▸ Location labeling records
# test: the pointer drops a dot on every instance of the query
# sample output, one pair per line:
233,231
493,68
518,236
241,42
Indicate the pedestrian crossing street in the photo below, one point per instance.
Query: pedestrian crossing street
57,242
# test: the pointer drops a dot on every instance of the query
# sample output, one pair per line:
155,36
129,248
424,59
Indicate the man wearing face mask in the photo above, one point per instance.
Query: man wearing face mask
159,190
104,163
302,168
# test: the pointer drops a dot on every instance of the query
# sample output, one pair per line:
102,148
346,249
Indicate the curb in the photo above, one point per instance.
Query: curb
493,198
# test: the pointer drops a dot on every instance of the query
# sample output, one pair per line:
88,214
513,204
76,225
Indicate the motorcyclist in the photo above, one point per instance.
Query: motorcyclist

▸ EXERCISE DESCRIPTION
Copy out each line of the listing that contains the word "above".

▸ COMPLETED EXERCISE
Indicate the man wearing face mask in the photo above, one point per instance.
Indicate the curb in the photo above, one point per instance.
Indicate the motorcyclist in the photo above, one point per instance.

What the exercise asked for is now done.